# Tasks to carry out:
[1] In the Poker Face review, duplicate the passage between "Last Updated on" and "night of terror.", inclusive.
[2] According to the Poker Face review, who hosts the high-stakes poker game?
[3] Take the Poker Face review further, picking up after its last sentence.

# Excerpted passage:
*** Block opens ***
Poker Face Review

Last Updated on November 25, 2022

Plot: Tech billionaire and gambler Jake Foley (Russell Crowe) hosts a high-stakes poker game between childhood friends, offering them the chance to win more money than they’ve ever dreamed of. The evening takes a turn when he unveils his elaborate plan seeking revenge for their betrayals and to play, they’ll have to give up the one thing they’ve spent their lives trying to keep…their secrets. As the game unfolds, thieves break in and they must band together to survive a night of terror. 

Review: Russell Crowe is a movie star. There is no question about the actor’s abilities on screen whether it be in marquee dramas like A Beautiful Mind, action epics like Gladiator, or period pieces like Cinderella Man. In recent years, Crowe has performed in projects that appeal to him ranging from pulpy flicks like Unhinged or superhero fare including Man of Steel and Thor: Love and Thunder. At this phase of his career, the New Zealand-born Oscar winner is free to do whatever project he likes and can exercise his talents behind the camera as well. For his sophomore directorial effort, Crowe harkens back to the type of performances that cemented him as one of the best actors working today and showcases some solid skill as a filmmaker as well. Poker Face is not nearly as good as I am making it sound, but it is still an interesting additional to Crowe’s filmography.
*** Block closes ***
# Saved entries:
*** Block opens ***
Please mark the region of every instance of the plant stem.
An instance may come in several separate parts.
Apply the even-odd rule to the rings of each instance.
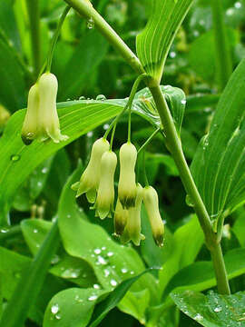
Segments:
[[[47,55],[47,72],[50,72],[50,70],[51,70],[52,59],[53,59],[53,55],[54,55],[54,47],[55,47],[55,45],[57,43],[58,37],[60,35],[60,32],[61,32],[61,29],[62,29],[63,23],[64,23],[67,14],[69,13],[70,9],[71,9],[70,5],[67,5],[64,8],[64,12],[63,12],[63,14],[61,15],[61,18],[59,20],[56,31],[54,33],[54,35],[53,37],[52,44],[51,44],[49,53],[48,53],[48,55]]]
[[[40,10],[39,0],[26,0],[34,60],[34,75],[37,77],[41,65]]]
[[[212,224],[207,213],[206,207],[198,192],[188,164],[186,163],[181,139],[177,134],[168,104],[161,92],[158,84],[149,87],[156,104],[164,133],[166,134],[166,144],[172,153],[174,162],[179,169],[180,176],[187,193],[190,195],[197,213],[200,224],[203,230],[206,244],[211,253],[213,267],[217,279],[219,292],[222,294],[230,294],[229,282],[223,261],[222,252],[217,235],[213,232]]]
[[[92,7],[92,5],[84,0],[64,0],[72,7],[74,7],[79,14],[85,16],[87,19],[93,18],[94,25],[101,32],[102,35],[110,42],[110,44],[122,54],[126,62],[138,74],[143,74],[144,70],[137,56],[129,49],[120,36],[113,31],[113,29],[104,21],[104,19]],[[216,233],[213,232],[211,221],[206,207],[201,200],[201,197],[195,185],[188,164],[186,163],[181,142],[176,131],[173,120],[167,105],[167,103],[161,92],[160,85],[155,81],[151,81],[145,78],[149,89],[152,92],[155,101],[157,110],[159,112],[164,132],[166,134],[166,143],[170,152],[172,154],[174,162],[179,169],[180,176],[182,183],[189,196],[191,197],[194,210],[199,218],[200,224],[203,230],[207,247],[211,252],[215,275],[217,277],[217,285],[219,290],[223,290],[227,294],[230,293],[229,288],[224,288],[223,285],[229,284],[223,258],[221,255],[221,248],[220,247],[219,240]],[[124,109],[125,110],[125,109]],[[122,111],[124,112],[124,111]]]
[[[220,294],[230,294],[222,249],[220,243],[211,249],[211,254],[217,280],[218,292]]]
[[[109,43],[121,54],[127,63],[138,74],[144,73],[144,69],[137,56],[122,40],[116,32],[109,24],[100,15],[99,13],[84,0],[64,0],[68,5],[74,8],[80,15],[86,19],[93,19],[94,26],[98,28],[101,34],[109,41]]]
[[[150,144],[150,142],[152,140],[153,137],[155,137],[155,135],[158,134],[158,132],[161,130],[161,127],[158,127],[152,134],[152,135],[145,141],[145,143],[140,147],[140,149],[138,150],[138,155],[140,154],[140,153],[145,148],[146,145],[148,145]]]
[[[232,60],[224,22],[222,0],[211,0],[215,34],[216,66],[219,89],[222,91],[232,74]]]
*** Block closes ***
*** Block opens ***
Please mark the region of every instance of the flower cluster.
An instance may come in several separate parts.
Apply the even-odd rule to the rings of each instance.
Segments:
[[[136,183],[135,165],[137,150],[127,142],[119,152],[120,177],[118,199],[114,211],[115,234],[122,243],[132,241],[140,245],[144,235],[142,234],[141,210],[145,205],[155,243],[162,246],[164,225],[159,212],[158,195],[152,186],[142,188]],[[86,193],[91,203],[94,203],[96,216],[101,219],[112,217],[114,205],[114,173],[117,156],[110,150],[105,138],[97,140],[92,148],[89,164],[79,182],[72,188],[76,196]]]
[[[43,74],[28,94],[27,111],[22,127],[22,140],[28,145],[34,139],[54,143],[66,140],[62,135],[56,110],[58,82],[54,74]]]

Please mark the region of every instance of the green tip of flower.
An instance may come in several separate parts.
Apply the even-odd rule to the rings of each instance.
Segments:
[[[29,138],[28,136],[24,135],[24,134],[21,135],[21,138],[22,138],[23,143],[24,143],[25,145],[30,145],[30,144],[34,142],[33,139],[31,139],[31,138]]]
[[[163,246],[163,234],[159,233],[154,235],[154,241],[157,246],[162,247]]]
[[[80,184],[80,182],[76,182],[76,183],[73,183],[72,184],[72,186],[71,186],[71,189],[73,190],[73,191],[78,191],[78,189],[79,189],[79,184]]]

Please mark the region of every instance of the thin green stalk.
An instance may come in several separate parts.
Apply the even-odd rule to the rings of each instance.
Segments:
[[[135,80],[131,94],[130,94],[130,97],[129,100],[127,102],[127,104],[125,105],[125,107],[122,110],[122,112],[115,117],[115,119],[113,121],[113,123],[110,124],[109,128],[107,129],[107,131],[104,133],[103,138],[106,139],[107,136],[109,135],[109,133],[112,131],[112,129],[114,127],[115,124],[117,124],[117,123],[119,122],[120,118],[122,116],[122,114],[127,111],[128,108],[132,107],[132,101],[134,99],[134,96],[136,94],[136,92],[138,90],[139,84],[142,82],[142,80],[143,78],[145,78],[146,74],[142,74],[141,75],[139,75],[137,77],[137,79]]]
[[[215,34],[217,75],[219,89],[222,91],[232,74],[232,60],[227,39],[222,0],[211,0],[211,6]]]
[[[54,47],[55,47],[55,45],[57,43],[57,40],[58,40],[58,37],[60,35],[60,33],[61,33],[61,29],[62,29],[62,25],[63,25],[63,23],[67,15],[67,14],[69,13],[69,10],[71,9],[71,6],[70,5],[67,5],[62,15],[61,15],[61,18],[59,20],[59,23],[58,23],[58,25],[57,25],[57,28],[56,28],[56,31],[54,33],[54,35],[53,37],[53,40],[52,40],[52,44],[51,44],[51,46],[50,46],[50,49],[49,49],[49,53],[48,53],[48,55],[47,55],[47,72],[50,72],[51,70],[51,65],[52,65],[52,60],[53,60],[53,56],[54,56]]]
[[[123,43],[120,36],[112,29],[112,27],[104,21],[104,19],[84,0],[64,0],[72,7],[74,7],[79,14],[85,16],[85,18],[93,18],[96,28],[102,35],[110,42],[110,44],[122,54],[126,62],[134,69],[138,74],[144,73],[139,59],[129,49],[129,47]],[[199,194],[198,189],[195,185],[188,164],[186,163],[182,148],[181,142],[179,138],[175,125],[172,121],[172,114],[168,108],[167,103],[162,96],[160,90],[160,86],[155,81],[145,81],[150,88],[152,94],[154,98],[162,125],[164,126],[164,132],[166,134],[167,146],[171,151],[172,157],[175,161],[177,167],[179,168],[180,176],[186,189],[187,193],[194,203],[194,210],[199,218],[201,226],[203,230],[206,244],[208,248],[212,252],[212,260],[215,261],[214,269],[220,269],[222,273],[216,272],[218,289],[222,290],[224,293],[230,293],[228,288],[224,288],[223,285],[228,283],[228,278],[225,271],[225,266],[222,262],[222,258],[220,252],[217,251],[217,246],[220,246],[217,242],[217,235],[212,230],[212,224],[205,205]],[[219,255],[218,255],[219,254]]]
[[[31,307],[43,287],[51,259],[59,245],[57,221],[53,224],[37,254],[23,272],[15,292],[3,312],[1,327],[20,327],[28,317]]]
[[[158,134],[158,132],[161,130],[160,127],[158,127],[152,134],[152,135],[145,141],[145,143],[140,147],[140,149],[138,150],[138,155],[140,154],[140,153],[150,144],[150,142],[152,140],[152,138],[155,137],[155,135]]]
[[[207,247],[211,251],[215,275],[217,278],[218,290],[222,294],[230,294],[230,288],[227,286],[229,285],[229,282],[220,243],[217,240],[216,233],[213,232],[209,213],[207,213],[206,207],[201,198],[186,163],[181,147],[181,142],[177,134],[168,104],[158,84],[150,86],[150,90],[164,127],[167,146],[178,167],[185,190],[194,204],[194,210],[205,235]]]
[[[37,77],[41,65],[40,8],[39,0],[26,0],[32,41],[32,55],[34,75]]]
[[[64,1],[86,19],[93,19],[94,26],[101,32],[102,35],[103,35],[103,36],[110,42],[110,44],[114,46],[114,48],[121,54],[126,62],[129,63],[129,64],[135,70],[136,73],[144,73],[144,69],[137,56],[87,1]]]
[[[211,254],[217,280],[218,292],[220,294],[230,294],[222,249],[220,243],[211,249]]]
*** Block closes ***
# Task-by-task outputs:
[1]
Last Updated on November 25, 2022

Plot: Tech billionaire and gambler Jake Foley (Russell Crowe) hosts a high-stakes poker game between childhood friends, offering them the chance to win more money than they’ve ever dreamed of. The evening takes a turn when he unveils his elaborate plan seeking revenge for their betrayals and to play, they’ll have to give up the one thing they’ve spent their lives trying to keep…their secrets. As the game unfolds, thieves break in and they must band together to survive a night of terror.

[2] Jake Foley, a tech billionaire and gambler played by Russell Crowe.

[3]
Poker Face review

Not quite a poker movie and not quite a thriller, Poker Face falls somewhere between a psychological drama and a heist movie. With elements cobbled from all sorts of genres, this film runs the gamut from emotional melodrama to bizarre continuity questions that raise the question as to just how invested was everyone in making this film. For starters, the core group of friends, all supposedly Australian, include Americans who do not have accents to an actor who is twenty-six years younger than the characters he is childhood friends with. These may seem like minor quibbles in the grand scheme of things, but they also factor into the disjointed storytelling that is anchored by Crowe’s melancholy delivery compared to the broader acting of some others in the cast which makes Poker Face feel like different films edited together.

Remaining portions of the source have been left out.